### Items
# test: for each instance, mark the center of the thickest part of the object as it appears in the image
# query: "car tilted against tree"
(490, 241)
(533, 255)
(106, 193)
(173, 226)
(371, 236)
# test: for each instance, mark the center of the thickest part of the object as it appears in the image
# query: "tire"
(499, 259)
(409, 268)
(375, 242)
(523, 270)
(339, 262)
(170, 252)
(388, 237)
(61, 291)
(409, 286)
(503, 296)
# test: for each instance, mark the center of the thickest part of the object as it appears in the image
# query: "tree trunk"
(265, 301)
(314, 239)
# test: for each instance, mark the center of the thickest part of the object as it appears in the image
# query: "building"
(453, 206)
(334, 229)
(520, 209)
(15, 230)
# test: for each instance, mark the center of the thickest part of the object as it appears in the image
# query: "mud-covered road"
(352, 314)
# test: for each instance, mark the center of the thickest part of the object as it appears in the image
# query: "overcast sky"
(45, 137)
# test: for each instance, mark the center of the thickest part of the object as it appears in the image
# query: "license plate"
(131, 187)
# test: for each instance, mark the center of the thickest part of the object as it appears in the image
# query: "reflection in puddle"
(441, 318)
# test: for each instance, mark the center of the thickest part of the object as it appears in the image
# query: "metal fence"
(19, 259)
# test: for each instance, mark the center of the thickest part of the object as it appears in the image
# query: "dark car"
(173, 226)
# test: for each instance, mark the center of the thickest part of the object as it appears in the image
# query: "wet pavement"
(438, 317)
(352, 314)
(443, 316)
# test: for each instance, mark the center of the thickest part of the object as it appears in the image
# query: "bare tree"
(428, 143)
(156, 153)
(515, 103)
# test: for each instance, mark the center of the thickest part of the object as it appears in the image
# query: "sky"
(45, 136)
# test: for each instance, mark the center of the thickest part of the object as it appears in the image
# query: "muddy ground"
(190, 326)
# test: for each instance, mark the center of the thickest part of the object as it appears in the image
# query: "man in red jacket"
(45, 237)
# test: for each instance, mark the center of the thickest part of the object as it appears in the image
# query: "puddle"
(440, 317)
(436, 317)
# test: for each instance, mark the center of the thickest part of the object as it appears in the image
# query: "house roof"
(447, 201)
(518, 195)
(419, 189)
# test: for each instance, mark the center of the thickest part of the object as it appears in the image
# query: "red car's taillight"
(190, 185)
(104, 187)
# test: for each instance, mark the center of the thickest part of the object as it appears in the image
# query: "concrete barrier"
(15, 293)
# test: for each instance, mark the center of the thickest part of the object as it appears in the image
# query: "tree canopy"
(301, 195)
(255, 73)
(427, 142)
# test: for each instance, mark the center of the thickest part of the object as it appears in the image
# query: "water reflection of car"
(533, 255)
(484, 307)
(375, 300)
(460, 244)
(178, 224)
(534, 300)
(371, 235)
######
◆ Work required ◆
Output the entries exactly.

◆ Exercise response ◆
# test: for each instance, mark the center of the thickest part of the object as it appears in the image
# query: "car tilted against tree"
(490, 241)
(533, 255)
(106, 193)
(173, 226)
(371, 236)
# test: for each instance, mark the center of the thickest part of the object as it appears in the image
# query: "tire"
(499, 259)
(409, 268)
(375, 242)
(523, 270)
(339, 262)
(170, 252)
(388, 237)
(61, 291)
(409, 286)
(503, 296)
# test: for each instance, mark the center of the thickest part of the object as it appears in the image
# query: "tree trunk"
(265, 301)
(314, 239)
# test: for each instance, mark the center of the thickest part of the object as it appears in the image
# query: "building"
(453, 206)
(334, 229)
(520, 209)
(15, 230)
# test: for each instance, mark the center of the thickest part of the object as it appears in the image
# query: "mud-covered road"
(352, 314)
# test: for each instance, mark the center of the thickest part of the object as it appears in the image
# query: "overcast sky"
(45, 137)
# test: for each instance, mark the center of the thickest part of the object as it appears in the image
# query: "license plate"
(131, 187)
# test: for each instance, mark the center of the thickest part of the object as it appears in the image
# query: "reflection in puddle"
(441, 318)
# test: for each instance, mark the center of the thickest part of the object as it appears in the image
# query: "metal fence"
(19, 259)
# test: for each instance, mark the center of the thickest part of the object as it appears in the image
# query: "dark car"
(173, 226)
# test: for each instance, mark the center of the thickest part of the object as it appears in the image
# query: "wet pavement"
(438, 317)
(352, 314)
(443, 316)
# test: for each instance, mark the center of the thickest part of the object as it appears in the image
# query: "bare tree"
(428, 143)
(156, 153)
(515, 103)
# test: for each instance, mark the center of the thickest part of the object as it appears in the image
# query: "sky"
(45, 136)
# test: for each instance, mark the center of the thickest part of the object as it appears in the image
# query: "muddy ground"
(190, 326)
# test: for each instance, mark the center of the thickest part of the object as it appears in the image
# query: "man in red jacket"
(45, 237)
# test: for each instance, mark the center of the thickest part of the object as it appears in the image
# query: "puddle"
(440, 317)
(436, 317)
# test: for each instance, mark the center of the thickest part of the object as it appears in the image
# query: "house roof"
(447, 201)
(518, 195)
(419, 189)
# test: for each instance, mark the center of the thickest part of the object as it appears in the image
# query: "red car's taillight"
(190, 185)
(104, 187)
# test: for each instance, mark the center of the thickest part of the object as it appears in the image
# query: "concrete barrier"
(15, 293)
# test: for each instance, mark the center of the thickest part of the object as it appears in the image
# query: "tree canopy"
(301, 195)
(255, 73)
(427, 142)
# test: for each instance, mark the center of the thickest part of the object as it appears in the image
# query: "water reflection of car"
(533, 255)
(484, 307)
(375, 300)
(460, 244)
(178, 224)
(534, 300)
(371, 235)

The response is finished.